• [REQUIRED WORK] Rewrite everything from the line containing "[pin] door frame" down to the end of the records, swapping "pixel coordinates" for "image coordinates" and leaving all else unchanged. Give only those lines.

Image object location entries
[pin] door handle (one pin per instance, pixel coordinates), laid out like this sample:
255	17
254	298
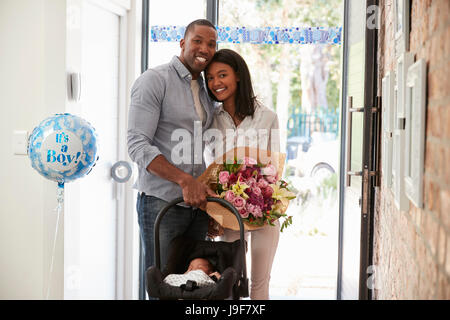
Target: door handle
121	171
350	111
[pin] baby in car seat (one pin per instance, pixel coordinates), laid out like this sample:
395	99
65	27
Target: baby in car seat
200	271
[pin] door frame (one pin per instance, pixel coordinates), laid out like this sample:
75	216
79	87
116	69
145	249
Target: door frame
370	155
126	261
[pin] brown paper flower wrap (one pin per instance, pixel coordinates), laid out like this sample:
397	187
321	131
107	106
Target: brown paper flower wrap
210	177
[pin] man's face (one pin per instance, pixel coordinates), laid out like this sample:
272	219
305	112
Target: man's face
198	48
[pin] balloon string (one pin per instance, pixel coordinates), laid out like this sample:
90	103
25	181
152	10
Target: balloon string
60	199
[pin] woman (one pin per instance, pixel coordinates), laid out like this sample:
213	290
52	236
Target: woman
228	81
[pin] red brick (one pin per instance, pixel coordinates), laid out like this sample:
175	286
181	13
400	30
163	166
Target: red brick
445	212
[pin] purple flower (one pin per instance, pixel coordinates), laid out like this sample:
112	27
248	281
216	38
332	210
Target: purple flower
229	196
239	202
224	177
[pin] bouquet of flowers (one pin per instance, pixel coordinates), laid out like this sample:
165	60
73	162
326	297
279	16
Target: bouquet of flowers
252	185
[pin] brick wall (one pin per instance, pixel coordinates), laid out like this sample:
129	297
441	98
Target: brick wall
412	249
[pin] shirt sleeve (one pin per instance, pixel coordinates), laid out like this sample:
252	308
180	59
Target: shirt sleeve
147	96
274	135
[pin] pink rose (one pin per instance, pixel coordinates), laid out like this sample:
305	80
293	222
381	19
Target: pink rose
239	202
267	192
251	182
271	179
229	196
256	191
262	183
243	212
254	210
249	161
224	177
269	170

• [SOLUTION]
[pin] door frame (one pin per instance, image coordinates), laid out like this sample:
75	216
79	87
116	69
145	249
Target: door frame
370	155
126	261
[pin] brown paper flower wrap (one pin per instance, image coordinates), laid out like this sample:
397	187
321	131
107	106
Target: brown paper flower wrap
210	177
[pin] man's face (one pin per instance, image coordinates), laid out like this sample:
272	219
305	112
Target: man's face
198	48
[pin] balloon string (one pin per instance, image coordinates), laid out like this sample:
90	103
25	181
152	10
Target: balloon string
60	199
[pin] woman (one pin per instance, image coordinates), laid out like this sample:
213	290
52	236
Target: woman
228	81
[pin] red brick (one pin per instance, image coordinates), laid out like this sample:
175	286
181	13
400	30
163	166
Target: red brick
445	212
[pin] purple flower (one pin per instance, image coordinates), laid out like this sample:
112	27
248	281
216	38
332	210
Target: purple flower
229	196
239	202
224	177
[pin] bouquet of flowers (one pin per instance, image coordinates), laid out like this sample:
165	60
73	162
326	297
279	16
Target: bouquet of flowers
252	185
[pin] brick wall (one pin per instance, image coordinates), laid out like this sample:
129	297
441	98
Target: brick wall
412	249
[pin] shirt sleeve (one pin per instance, image coordinates), laid out like this sample:
252	308
180	59
Target: shirt sleeve
147	96
274	135
[pin] pink rose (one pin per instance, image coordinates), laid out like this sample:
305	80
293	222
381	19
Target: pink rose
239	202
267	192
251	182
271	179
229	196
256	191
262	183
243	212
254	210
249	161
224	177
269	170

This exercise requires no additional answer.